[Exercise details]
Copy each line exactly. Leave nothing out.

[Input rows]
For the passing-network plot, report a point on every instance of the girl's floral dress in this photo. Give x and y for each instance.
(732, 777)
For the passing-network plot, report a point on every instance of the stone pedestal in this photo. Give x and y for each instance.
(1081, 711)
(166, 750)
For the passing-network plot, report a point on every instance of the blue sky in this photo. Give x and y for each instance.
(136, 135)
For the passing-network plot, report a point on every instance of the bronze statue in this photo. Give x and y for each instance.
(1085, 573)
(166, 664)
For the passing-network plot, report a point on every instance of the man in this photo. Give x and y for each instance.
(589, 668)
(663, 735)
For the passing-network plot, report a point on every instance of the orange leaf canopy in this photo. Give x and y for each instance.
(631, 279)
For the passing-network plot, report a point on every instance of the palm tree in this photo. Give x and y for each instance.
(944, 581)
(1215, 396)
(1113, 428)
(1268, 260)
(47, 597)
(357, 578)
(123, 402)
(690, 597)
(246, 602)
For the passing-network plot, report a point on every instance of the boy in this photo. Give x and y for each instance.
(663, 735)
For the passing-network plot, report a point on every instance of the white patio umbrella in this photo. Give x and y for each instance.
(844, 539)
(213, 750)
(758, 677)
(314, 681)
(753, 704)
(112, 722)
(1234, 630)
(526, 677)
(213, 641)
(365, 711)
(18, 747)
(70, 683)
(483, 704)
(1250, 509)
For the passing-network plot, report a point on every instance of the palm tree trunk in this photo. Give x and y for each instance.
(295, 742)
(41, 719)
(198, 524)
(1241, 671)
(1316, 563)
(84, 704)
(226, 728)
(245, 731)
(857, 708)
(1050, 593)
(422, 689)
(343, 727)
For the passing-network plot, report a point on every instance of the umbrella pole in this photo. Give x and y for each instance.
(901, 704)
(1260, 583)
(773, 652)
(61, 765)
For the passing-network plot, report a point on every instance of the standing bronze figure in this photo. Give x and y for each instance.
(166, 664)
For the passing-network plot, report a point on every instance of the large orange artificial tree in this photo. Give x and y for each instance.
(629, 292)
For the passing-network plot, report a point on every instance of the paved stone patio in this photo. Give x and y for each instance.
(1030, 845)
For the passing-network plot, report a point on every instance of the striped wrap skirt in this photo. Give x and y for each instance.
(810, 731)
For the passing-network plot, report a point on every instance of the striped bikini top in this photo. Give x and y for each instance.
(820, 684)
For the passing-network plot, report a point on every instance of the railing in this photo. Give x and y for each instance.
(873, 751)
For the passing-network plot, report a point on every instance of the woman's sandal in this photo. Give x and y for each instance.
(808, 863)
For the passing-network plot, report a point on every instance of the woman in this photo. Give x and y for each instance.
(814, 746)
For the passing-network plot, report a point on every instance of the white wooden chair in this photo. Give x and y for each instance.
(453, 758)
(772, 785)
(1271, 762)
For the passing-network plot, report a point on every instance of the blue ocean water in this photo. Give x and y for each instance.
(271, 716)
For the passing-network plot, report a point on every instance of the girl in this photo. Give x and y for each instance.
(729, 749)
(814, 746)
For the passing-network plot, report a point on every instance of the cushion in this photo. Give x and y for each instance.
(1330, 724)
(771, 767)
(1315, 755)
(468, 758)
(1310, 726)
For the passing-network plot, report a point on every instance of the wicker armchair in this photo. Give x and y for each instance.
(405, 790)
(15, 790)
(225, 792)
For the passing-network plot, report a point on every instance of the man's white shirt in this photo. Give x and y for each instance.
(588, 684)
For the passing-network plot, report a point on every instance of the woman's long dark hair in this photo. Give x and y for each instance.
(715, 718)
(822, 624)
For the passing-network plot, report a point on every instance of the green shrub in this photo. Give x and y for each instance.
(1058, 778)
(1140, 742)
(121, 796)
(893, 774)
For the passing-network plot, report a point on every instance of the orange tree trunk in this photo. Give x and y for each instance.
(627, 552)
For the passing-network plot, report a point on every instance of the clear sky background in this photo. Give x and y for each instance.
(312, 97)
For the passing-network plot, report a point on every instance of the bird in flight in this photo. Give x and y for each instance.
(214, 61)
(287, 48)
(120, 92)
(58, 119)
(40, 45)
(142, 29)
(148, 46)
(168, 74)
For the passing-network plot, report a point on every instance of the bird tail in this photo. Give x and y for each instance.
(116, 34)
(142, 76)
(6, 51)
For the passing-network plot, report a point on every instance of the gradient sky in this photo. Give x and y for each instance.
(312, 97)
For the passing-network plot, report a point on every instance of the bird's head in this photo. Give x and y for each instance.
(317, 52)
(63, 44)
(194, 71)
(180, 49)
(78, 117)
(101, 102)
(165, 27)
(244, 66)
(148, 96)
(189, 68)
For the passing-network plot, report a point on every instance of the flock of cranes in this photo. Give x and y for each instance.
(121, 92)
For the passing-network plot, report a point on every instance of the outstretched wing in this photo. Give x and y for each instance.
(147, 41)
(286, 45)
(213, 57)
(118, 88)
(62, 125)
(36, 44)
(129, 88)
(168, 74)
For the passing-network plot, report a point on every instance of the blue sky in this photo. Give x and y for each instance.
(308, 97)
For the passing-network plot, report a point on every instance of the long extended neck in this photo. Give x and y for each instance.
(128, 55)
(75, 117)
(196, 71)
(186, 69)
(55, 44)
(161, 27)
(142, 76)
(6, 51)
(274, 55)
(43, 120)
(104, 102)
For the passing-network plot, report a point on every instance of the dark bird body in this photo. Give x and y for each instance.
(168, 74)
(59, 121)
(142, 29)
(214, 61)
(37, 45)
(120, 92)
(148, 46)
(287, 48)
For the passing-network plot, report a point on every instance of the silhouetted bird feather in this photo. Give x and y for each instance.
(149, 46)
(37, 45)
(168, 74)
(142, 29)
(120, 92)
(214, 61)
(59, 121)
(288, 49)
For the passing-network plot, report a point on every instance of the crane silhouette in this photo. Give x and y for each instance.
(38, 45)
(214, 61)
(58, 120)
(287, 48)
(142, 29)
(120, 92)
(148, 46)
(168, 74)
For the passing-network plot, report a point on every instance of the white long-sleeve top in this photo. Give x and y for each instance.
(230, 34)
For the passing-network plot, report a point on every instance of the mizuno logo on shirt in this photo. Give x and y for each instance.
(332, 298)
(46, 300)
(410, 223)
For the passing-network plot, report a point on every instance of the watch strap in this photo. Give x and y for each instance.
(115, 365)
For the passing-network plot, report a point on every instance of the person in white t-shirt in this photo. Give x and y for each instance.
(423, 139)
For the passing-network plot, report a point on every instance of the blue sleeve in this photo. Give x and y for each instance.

[Written response]
For the passing-network plot, report a point on every instance of the girl's floral dress in this photo. Give x and y for each instance.
(732, 777)
For the passing-network plot, report a point on every instance of the stone pedestal in this photo. Give x and y for each instance.
(1081, 711)
(166, 750)
For the passing-network plot, report a point on every instance of the blue sky in this photo. Give x and y for each instance.
(136, 135)
For the passing-network plot, report a point on every instance of the bronze statue in this photo. Give x and y for each instance.
(1085, 573)
(166, 664)
For the passing-network plot, report a point on every instance of the man in this photo. Give x and y for each instance.
(589, 668)
(663, 735)
For the passing-network plot, report a point on every instance of the orange leaf canopy in this photo. Give x and y for each instance.
(631, 279)
For the passing-network plot, report a point on every instance of the palm tree in this photo. Give x and y for each instance.
(944, 581)
(1215, 396)
(1113, 428)
(1268, 260)
(47, 597)
(357, 578)
(123, 402)
(690, 597)
(246, 602)
For the passing-network plot, report a point on every instance of the boy in this photo. Give x and y for each instance.
(663, 735)
For the passing-network plot, report a point on every instance of the white patio umbrella in this photo. Give x and y for each instance.
(844, 539)
(213, 750)
(758, 677)
(314, 681)
(753, 704)
(112, 722)
(1234, 630)
(526, 677)
(213, 641)
(365, 711)
(18, 747)
(70, 683)
(483, 704)
(1250, 509)
For the passing-network plot, report a point on every instance of the palm tree trunk in this photo. Give x and y for each instance.
(295, 742)
(41, 719)
(198, 524)
(1241, 671)
(1316, 563)
(84, 704)
(226, 728)
(245, 731)
(857, 708)
(1050, 593)
(422, 689)
(343, 727)
For the passing-network plot, report a point on every instance of the umbrella pole in this photo. Give x and y for each instance.
(901, 704)
(1260, 583)
(773, 652)
(61, 765)
For the passing-network plot, report a point on every instance of the standing bronze figure in this photo. Give x and y for each instance.
(166, 664)
For the passing-network plot, report a point on every instance of the large orange artificial tree in this photo. Give x and y for each instance.
(629, 292)
For the passing-network plot, report a point on every instance of the paved stone patio in this photo. Give x and y for each instance.
(1030, 845)
For the passing-network plot, report a point on every instance of the striped wrap skirt in this photo. Give x and y for each instance.
(810, 731)
For the passing-network plot, report a point on every instance of the striped bikini top in this photo. Give x and y for each instance.
(820, 684)
For the passing-network plot, report a point on every instance of the railing in this photo. Give x and y for each instance.
(873, 751)
For the passing-network plot, report a point on every instance of the woman's sandal in this photo. Give x and y for each instance.
(808, 863)
For the passing-network plot, report a point on every instance of the woman in this photo. Give x and y for each instance.
(814, 746)
For the passing-network plot, report a point on every instance of the white wooden chair in this photo. Give x and y for each instance.
(453, 758)
(772, 785)
(1271, 762)
For the passing-network plot, report a point on every instance of the blue ocean water in this photo. Give x and y for each instance.
(271, 716)
For the passing-network plot, report a point on every instance of the girl in this photo. Give x and y for each instance.
(729, 749)
(814, 746)
For the passing-network plot, report a point on every instance of the cushion in this photo. Give x and y for each instance.
(1330, 724)
(771, 767)
(1315, 755)
(468, 758)
(1310, 726)
For the passing-network plot, report a point on every instance of the wicker armchair in this photo. Give x and y for each instance.
(405, 790)
(15, 790)
(225, 792)
For the passing-network plot, report a point on every instance of the man's white shirt in this photo. Give x and y for each instance.
(588, 684)
For the passing-network plot, report a point on every instance of the woman's long dark hair in this photo. Give x and y for each instance.
(715, 718)
(822, 624)
For the passing-network plot, report a point on every instance of the green shrub in this photo. Give x and y for each instance.
(1058, 778)
(1140, 742)
(121, 796)
(893, 774)
For the passing-network plot, report a point on every instance of the orange tree trunk in this photo. Give x and y for each instance.
(627, 552)
For the passing-network plot, report a point on every instance of the clear sky background in this photo. Give x and y for each instance.
(312, 97)
For the passing-network plot, report a point on every instance of the bird in flight in this photo. Give x and y for each instance.
(214, 61)
(287, 48)
(120, 92)
(58, 119)
(40, 45)
(142, 29)
(148, 46)
(168, 74)
For the passing-network plot, report a point on every instance of the bird tail in this photo. Give x and y for each instance.
(116, 34)
(142, 76)
(6, 51)
For the passing-network plot, report a point on every instance of the gradient sky in this photo. Give x and y for each instance.
(312, 97)
For the passing-network plot, report a point on every instance of the bird's head in this photo. Give x and y for each instance.
(317, 52)
(63, 44)
(194, 71)
(180, 49)
(78, 117)
(101, 102)
(165, 27)
(244, 66)
(148, 96)
(189, 68)
For the passing-network plot, report a point on every instance of the flock of cranes in this photo. Give x and y for each instance.
(121, 92)
For the passing-network plot, report a point on every instance of the outstretched wing in this photo. Give x and y for each instance.
(147, 41)
(286, 45)
(213, 57)
(118, 88)
(62, 125)
(36, 44)
(129, 88)
(168, 74)
For the passing-network plot, report a point on every instance of the blue sky in this photo. Give x and y for each instance.
(308, 97)
For the passing-network plot, report a point on every instance of the long extended neck in this photo. Give x and y for each instance.
(128, 55)
(75, 117)
(196, 71)
(186, 69)
(55, 44)
(161, 27)
(142, 76)
(6, 51)
(274, 55)
(43, 120)
(104, 102)
For the passing-network plot, report a point on every instance of the dark bird body in this photo. Give x and y for each instance.
(168, 74)
(59, 121)
(142, 29)
(214, 61)
(37, 45)
(120, 92)
(148, 46)
(287, 48)
For the passing-network plot, report a point on every instance of the silhouetted bird feather in this photo. Give x and y for each instance.
(149, 46)
(37, 45)
(168, 74)
(142, 29)
(120, 92)
(214, 61)
(59, 121)
(288, 49)
For the passing-network plot, report a point on every instance of the crane silhouette in this photo. Give x and y for each instance.
(38, 45)
(214, 61)
(58, 120)
(287, 48)
(142, 29)
(120, 92)
(148, 46)
(168, 74)
For the passing-network plot, report a point on every instance of the white long-sleeve top in this photo. Give x and y for each instance.
(230, 34)
For the passing-network plot, report a point on every instance of the mizuno logo on shirt in this photo. Give x and y for each instance.
(332, 298)
(46, 300)
(410, 223)
For the passing-network plot, report a point on every instance of the watch strap in this photo. Give x and y for each instance.
(115, 365)
For the passing-network plot, report a point on every instance of the person in white t-shirt in this photo. Give x and y for each instance.
(423, 139)
For the passing-network plot, report a point on every instance of the blue sleeve in this photo. Give x and y for each instance.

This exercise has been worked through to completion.